§ Description of the task
Continue the passage on Apple's supply chain and direct sales strategy, picking up after its final sentence.

§ Extract provided
- Opening Delimiter -

Apple has gone to great lengths during COVID but also prior to and in the long-term to ensure supply chain readiness. Tim Cook’s background in inventory and logistics has made this his focus as CEO, but before even that, Apple had strict supply chain management in place, works with preferred partners and has built their own sort of supplier ecosystem such that even with companies that do volume orders to multiple customers, Apple is always given the red carpet. At TSMC for example, while AMD has a lot of wafer capacity on 7nm, they only gained additional allocation once Apple moved off the node, and Apple now has a near-total monopoly on the 5nm TSMC process for their Apple Silicon parts for both new Macs and mobile devices. Apple has been willing to pay for consumer cargo space more than many other tech companies and to work diligently to ensure priority for their shipments, often using their financial horsepower to outbid others for shipping capacity.
For Apple, this makes sense because their products are all very high margin per sale, and that margin has only grown as they’ve priced higher, designed and produced more of the components on their own, and built their own direct sales operation through retail stores and online in a way that allows them to retain more of the value of their sale. From the beginning, you could only buy iPhones at Apple stores, and even when they extended to being offered by more carriers and through the carriers directly, Apple often still sold a sizable chunk of iPhones on their own. To the end-user, an iPhone is an iPhone, and whether that $1,000 purchase goes to Apple directly or Apple via AT&T, it doesn’t make a difference, but to Apple, the money saved on not shipping or providing large amounts of inventory to carrier partners adds up from pennies per purchase to millions, if not billions, of dollars at a global scale. Apple was the first company to offer monthly payment and trade-in upgrade options directly to consumers around their carriers, a practice that their biggest competitor in mobile, Samsung, now also does.

- Closing Delimiter -

§ Information shown
- Opening Delimiter -

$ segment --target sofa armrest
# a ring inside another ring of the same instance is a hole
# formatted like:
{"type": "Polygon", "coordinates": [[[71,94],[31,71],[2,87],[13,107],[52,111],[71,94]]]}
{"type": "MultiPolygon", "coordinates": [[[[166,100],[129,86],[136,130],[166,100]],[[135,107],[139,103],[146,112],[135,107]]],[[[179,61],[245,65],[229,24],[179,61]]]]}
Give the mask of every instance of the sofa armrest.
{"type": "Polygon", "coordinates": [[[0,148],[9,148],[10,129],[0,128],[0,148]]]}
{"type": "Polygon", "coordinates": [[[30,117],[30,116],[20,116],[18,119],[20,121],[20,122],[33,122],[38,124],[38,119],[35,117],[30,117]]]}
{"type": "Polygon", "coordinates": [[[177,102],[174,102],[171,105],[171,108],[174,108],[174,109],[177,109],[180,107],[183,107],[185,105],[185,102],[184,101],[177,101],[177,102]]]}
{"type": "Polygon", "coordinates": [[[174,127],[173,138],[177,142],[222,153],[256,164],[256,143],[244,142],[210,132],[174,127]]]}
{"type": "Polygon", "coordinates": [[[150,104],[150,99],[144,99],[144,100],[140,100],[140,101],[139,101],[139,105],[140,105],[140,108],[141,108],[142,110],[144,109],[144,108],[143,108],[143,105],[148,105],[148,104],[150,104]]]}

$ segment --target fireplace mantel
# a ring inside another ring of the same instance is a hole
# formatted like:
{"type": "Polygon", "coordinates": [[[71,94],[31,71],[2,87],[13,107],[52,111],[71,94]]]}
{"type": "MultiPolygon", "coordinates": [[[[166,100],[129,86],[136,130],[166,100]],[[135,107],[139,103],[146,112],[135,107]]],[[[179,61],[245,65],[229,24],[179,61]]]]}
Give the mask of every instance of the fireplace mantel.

- Closing Delimiter -

§ Response for this exercise
So for AMD or Nvidia, does it make sense to micromanage their supply chain to this extent? Eh…maybe not. Sure, I’d love for them to really push hard to get graphics cards and CPUs into every wanting hand, including my own! – but I don’t expect it. AIB partners have been reported to be making some pushes to get more inventory shipped in through what little capacity they can pick up outside of normal avenues, but it is likely to remain anemic until COVID restrictions ease globally, likely not until the holiday period has ended and a vaccine is in clearer focus. For AMD and Nvidia, chip supply will likely open up based on individual factors – for AMD as console sprint manufacturing draws to a close and for Nvidia as Samsung refines their 8nm process further and delivers better yields.
But in the meantime? Expect getting any of the mentioned devices to be a war, and prepare accordingly.